Keep the images out and copy every entry below exactly.

--- Begin ---

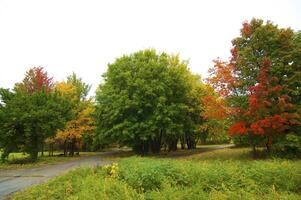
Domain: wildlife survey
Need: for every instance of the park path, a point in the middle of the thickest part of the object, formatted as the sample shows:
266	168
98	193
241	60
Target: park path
15	180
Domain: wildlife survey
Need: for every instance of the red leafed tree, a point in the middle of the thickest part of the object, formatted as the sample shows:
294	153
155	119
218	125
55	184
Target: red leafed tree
36	80
269	112
222	77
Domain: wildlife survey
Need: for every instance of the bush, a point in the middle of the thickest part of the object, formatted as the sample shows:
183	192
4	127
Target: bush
147	178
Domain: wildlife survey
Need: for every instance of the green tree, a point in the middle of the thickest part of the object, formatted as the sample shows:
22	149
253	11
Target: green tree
31	113
143	102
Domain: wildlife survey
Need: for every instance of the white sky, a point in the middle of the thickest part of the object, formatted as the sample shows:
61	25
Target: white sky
83	36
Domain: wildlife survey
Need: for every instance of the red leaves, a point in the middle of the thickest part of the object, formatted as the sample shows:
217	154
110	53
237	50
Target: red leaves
36	79
239	128
222	78
246	31
267	111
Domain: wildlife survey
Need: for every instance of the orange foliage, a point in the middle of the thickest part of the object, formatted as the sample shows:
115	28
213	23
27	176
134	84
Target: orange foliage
222	78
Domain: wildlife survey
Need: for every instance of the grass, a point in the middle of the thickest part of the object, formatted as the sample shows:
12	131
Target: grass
220	174
21	160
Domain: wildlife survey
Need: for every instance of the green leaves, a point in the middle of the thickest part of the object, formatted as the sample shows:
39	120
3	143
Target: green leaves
145	99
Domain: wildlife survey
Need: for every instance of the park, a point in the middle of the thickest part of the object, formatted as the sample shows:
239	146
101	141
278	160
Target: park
155	129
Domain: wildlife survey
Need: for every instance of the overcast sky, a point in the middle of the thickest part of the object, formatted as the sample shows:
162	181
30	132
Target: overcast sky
84	36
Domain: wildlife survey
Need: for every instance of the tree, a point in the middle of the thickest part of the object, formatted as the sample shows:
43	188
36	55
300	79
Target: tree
215	114
269	113
143	102
31	113
82	122
240	80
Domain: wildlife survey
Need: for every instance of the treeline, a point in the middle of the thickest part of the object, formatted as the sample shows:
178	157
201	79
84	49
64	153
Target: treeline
42	114
151	101
261	83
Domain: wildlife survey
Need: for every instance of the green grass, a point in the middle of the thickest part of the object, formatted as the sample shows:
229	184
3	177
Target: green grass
220	174
21	160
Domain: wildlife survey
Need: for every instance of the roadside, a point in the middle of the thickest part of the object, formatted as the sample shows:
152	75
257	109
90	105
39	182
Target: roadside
18	179
13	180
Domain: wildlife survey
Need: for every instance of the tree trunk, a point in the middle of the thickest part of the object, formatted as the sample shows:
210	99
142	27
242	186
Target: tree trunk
42	149
254	150
65	148
269	144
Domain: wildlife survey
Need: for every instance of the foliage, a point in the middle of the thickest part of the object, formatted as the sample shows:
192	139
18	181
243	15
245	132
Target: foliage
147	100
145	178
215	117
82	123
30	114
259	83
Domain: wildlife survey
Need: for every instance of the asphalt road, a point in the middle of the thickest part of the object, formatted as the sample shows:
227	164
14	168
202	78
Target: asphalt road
14	180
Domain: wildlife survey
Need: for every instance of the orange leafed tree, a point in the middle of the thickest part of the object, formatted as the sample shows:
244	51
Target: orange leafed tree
269	112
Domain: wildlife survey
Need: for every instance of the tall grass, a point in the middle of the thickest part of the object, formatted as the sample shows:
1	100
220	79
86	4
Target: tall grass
150	178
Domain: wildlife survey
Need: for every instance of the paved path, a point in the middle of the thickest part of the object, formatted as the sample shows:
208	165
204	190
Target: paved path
15	180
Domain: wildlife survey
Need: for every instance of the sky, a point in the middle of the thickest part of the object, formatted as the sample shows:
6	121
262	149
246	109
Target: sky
66	36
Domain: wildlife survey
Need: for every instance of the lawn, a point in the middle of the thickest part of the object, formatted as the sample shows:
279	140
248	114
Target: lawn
220	174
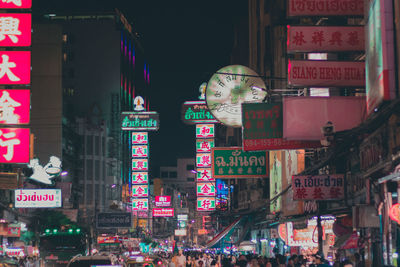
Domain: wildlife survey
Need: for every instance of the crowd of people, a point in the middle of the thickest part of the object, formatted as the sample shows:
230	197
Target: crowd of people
211	260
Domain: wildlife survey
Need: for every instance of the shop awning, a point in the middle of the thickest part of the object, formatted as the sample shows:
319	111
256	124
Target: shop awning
229	229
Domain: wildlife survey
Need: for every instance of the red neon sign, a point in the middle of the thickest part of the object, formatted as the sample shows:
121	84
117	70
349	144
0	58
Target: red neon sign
15	29
14	106
15	67
14	145
6	4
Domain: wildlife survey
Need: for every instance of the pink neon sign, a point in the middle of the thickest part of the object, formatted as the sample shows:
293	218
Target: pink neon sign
14	145
6	4
15	29
15	67
14	106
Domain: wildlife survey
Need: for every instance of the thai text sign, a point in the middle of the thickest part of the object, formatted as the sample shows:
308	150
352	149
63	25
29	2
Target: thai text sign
232	162
325	38
15	106
325	7
326	73
163	212
114	220
140	151
205	189
14	145
140	121
204	145
204	175
140	177
38	198
11	4
140	204
15	67
15	29
140	138
163	201
205	131
196	112
206	203
140	190
321	187
140	165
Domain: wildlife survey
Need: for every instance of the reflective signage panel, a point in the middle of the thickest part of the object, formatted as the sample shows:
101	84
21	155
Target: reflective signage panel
14	145
38	198
15	67
15	106
15	29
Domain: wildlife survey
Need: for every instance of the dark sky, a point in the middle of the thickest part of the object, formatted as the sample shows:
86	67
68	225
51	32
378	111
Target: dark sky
185	42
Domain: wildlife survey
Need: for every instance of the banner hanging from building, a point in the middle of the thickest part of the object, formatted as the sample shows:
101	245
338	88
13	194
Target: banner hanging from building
325	38
323	73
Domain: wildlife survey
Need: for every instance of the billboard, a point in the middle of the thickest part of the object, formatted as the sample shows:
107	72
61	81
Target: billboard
325	38
140	121
233	162
15	67
14	145
194	112
325	8
114	220
15	29
320	187
37	198
323	73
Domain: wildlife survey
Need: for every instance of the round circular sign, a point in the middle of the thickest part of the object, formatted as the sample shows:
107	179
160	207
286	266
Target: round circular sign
228	88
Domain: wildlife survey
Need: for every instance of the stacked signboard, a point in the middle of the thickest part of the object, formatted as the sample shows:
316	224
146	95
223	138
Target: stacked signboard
15	78
196	112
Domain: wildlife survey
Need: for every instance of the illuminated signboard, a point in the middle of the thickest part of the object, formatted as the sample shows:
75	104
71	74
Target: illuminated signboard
140	151
38	198
204	145
140	190
140	164
163	212
140	204
11	4
140	121
204	175
140	177
228	88
15	29
196	112
203	160
205	189
205	131
15	67
140	138
163	201
15	106
14	145
205	203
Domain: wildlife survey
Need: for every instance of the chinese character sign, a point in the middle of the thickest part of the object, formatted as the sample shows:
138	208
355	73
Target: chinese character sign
205	189
11	4
14	106
140	178
320	187
15	67
206	203
140	204
140	138
15	29
140	152
205	131
14	145
140	164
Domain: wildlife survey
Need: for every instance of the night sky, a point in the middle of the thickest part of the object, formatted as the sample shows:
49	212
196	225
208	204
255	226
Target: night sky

--- End ---

> **CORRECT RESPONSE**:
Domain: wildlife survey
Need: for every instance of the park path, a point in the middle of the thickest part of the object, formatted as the sample shows:
266	168
98	193
241	60
Target: park path
15	180
Domain: wildlife survey
Need: for every instance of the red leafed tree, a point in the middle of the thickest part of the object, formatted as the sample shows:
294	153
155	119
218	125
55	184
Target: red leafed tree
36	80
269	112
222	77
Domain: wildlife survey
Need: for every instance of the bush, a point in the middle of the thickest part of the object, formatted as the sample shows:
183	192
4	127
Target: bush
147	178
Domain: wildlife survey
Need: for every instance of the green tree, a point in the middle of the thickest part of the object, formatted as the sample shows:
22	149
253	11
Target: green tree
31	113
143	102
Domain: wildlife survey
Need: for every instance of the white sky, a point in the middle of the thickest part of the object, formatted as the sample shows:
61	25
Target: white sky
83	36
Domain: wildlife survey
Need: for every instance of the red leaves, a point in the middle of the thickest part of the object, formatted as the sample shows:
217	154
110	53
237	50
Target: red leaves
36	79
239	128
222	78
246	31
267	111
Domain: wildlife survey
Need: for every instance of the orange foliage, a point in the middle of the thickest part of the object, formatted as the sample shows:
115	28
213	23
27	176
134	84
Target: orange foliage
222	78
Domain: wildlife survey
Need: for every instance of the grass, a point in the middle of the thickest part of the object, formatted as the sample shows:
12	131
Target: grass
220	174
21	160
Domain: wildlife survey
Need: for every instance of the green leaves, a point in the middle of the thickest part of the object, formatted as the sample shows:
39	120
3	143
Target: green leaves
145	99
Domain: wildlife survey
Need: for every instance of the park, a point in the middle of the thickest part of the object, formatted as the sample shows:
239	146
101	141
278	160
Target: park
155	129
Domain: wildlife survey
Need: for every instance of the overcast sky, a point in the middle of the thickest part of the object, formatted as the sample shows:
162	181
30	132
Target: overcast sky
84	36
Domain: wildlife survey
Need: for every instance of the tree, a point in the middle of the thickest part of the object, formatted as the sample shows:
43	188
36	55
300	79
Target: tree
215	114
269	113
143	102
31	113
82	122
240	80
Domain: wildlife survey
Need: for every instance of the treeline, a point in the middle of the thickest part of the object, formatted as the sample shows:
178	157
201	79
84	49
64	153
Target: treeline
42	114
151	101
261	83
Domain: wildlife survey
Need: for every instance of the green grass, a point in the middle of the thickest part of the object, formatted as the sample shows:
229	184
3	177
Target: green grass
220	174
21	160
Domain: wildlife survey
Need: for every instance of the roadside, a point in the middle of the thickest part of the object, formatted as the sample shows:
152	75
257	109
90	105
39	182
Target: roadside
18	179
13	180
Domain: wildlife survey
Need: for every instance of the tree trunk, a point in the middle of the thickest part of the object, formatted as the sample shows:
210	99
142	27
242	186
Target: tree trunk
42	149
254	150
65	148
269	144
Domain: wildlife survey
Need: for every instance of the foliage, a point in the middle of the thickest part of the object, formatted as the sample shows:
192	139
18	181
243	15
245	132
Target: foliage
147	100
145	178
215	117
82	123
30	114
259	83
Domain: wildlife survey
Need: for every instance of the asphalt road, a point in the middle of the thickest part of the object, formatted as the sample shows:
227	164
14	168
202	78
Target: asphalt road
14	180
Domain: wildlife survey
Need: for every instance of the orange leafed tree, a point in the middle of the thickest part of the object, formatted as the sample shows:
244	51
Target: orange leafed tree
269	112
Domain: wildlife survey
Need: for every instance of the tall grass, a point in the middle of the thickest part of the object, formatted as the sample shows:
1	100
220	79
86	4
Target: tall grass
150	178
Domain: wildlife survey
Need: for every instance of the paved path, a point in the middle of the thickest part of the object, formatted as the sample shows:
208	165
204	190
Target: paved path
15	180
Domain: wildlife survey
Need: for every instance of the sky, a point in the middle of the thickest part of the object, formatted as the sample shows:
6	121
262	149
246	109
Target: sky
66	36
Domain: wildlife survey
Need: for every instance of the lawn, a point in the middle of the thickest part of the object, formatted as the sample shows:
279	140
248	114
Target: lawn
220	174
Domain: wildlife survey
Need: for every instance of the crowd of people, a point in the middle of the thickest part of the object, formatted as the sample shows:
230	197
Target: crowd of people
211	260
Domain: wildlife survey
Need: for every instance of the shop awning, a point in the middle of the thickest part of the object, formatted as the sample shows:
319	111
256	124
Target: shop awning
229	229
Domain: wildlife survey
Need: for every instance of the red neon sign, a point in the middle of the thickest part of the object, formatted as the sample shows:
121	84
117	70
349	144
0	58
Target: red neon sign
15	29
14	106
15	67
14	145
6	4
Domain: wildlife survey
Need: for every instance of the pink neon sign, a point in the middle of the thickest part of the object, formatted as the sample shows:
293	218
Target: pink neon sign
14	145
6	4
15	29
15	67
14	106
Domain: wildlife survey
Need: for every instance of the thai text sign, a point in the middle of the thickest part of the object, formatted as the sample shows:
308	150
352	149
63	25
29	2
Target: thai text sign
232	162
325	38
15	106
325	7
326	73
163	212
114	220
140	151
205	189
14	145
140	121
204	145
204	175
140	177
38	198
11	4
140	204
15	67
15	29
140	138
163	201
205	131
196	112
206	203
140	190
321	187
140	165
Domain: wildlife survey
Need: for every instance of the reflective signage panel, a point in the middle of the thickest part of the object, formatted as the sample shows:
101	84
21	155
Target: reflective signage panel
14	145
38	198
15	67
15	106
15	29
Domain: wildlife survey
Need: for every instance of the dark sky, a point in the middle of the thickest part of the object, formatted as the sample shows:
86	67
68	225
51	32
378	111
Target: dark sky
185	42
Domain: wildlife survey
Need: for every instance of the banner hanging from building, a point in the middle of the thickest part of the object, formatted as the sample shows:
101	245
338	88
13	194
Target: banner hanging from building
325	38
323	73
Domain: wildlife survey
Need: for every instance of the billboard, a point in the middle of the thickest part of the object, formatted as the sample shows:
107	72
61	81
Target: billboard
325	38
140	121
233	162
15	67
14	145
194	112
325	8
114	220
15	29
320	187
37	198
323	73
Domain: wildlife survey
Need: for every instance of the round circular sign, a point in the middle of the thickest part of the object, formatted as the sample shows:
107	179
160	207
286	266
Target: round circular sign
228	88
Domain: wildlife survey
Need: for every instance of the stacked signboard, a point in the middle of the thickest part of the object, formatted as the sample shows:
316	224
146	95
223	138
Target: stacked signboard
15	78
196	112
Domain: wildlife survey
Need: for every instance of the illuminated signboard, a point in the middle of the thickest part of the object, formatted as the sample shows:
75	104
71	74
Target: illuminated signboard
140	151
38	198
204	145
140	190
140	164
163	212
140	204
11	4
140	121
204	175
140	177
228	88
15	29
196	112
203	160
205	189
205	131
15	67
140	138
163	201
15	106
14	145
205	203
Domain: wildlife survey
Need: for every instance of the chinese character sign, a point in the middle of the thickest part of the object, formatted as the sample shows:
138	208
355	73
Target: chinese character sign
205	189
11	4
14	106
140	178
320	187
15	67
206	203
140	204
140	138
15	29
140	152
205	131
14	145
140	164
Domain: wildlife survey
Need: for every instance of the night sky, a point in the middle of the thickest part of the object, formatted as the sample shows:
49	212
196	225
208	204
255	226
Target: night sky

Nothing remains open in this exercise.